■ Условие задания ■
Измените строки от той, что содержит «Crop-scouting request: mark the car», до той, что содержит «(1309, 170)», включительно: замените «field log» на «survey log», оставив всё остальное без изменений, и приведите только эти строки.

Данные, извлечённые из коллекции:
= = = = =
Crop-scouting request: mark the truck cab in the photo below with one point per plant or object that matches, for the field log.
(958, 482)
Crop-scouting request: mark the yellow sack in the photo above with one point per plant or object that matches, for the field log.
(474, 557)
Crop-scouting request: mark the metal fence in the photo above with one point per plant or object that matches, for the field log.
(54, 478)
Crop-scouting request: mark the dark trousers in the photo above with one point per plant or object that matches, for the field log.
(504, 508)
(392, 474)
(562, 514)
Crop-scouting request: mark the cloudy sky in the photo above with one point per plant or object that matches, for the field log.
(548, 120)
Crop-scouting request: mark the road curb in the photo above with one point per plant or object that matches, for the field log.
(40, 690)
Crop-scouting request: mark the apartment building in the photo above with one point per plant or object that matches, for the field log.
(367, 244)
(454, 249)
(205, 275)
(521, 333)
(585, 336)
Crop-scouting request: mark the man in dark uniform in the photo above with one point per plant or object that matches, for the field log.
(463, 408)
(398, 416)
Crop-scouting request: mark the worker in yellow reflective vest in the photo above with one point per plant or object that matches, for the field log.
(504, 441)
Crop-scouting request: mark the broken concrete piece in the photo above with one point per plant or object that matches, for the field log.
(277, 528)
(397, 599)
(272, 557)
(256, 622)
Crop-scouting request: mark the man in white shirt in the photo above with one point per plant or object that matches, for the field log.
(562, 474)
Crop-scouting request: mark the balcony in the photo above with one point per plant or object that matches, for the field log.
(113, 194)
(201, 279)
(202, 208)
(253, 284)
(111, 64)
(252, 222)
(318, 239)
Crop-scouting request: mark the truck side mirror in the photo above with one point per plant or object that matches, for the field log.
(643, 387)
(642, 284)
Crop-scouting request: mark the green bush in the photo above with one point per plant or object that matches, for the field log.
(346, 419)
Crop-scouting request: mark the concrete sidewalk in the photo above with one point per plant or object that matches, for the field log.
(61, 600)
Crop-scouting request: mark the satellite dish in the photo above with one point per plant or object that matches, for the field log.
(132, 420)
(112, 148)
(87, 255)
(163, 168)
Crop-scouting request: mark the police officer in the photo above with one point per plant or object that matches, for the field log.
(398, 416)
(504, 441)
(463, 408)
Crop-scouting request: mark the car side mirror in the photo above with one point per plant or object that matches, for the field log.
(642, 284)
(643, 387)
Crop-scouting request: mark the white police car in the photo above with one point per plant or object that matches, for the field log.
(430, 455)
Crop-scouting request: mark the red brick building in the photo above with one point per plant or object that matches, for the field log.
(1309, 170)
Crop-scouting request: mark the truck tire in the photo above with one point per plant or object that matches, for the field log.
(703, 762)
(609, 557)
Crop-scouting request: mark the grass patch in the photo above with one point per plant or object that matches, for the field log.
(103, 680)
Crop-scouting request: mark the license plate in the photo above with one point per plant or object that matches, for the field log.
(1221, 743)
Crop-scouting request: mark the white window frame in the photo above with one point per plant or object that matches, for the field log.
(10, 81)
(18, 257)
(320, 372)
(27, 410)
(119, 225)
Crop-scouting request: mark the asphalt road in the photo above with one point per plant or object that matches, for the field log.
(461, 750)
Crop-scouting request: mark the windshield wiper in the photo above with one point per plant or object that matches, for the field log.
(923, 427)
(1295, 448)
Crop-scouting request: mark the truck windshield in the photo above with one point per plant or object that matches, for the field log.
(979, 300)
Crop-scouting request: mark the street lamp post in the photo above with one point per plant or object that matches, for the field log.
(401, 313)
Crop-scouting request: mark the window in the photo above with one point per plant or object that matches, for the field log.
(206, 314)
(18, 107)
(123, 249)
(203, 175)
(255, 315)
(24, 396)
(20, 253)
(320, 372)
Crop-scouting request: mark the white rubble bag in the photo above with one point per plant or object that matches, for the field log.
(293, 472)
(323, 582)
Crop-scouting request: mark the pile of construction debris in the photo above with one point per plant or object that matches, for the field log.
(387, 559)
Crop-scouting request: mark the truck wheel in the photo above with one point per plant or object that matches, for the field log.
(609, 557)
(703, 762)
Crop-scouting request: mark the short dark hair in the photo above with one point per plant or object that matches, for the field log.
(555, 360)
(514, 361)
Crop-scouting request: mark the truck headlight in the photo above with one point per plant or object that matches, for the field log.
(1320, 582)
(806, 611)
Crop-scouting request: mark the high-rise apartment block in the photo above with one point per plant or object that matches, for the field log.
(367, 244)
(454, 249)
= = = = =
■ Полный ответ ■
Crop-scouting request: mark the car side mirror in the photo above with one point per plant or object that matches, for the survey log.
(642, 284)
(643, 387)
Crop-scouting request: mark the white police car in the photo above with one point per plant or object that matches, for the survey log.
(430, 455)
Crop-scouting request: mark the red brick building in the photo above with one point per plant or object that matches, for the survey log.
(1309, 170)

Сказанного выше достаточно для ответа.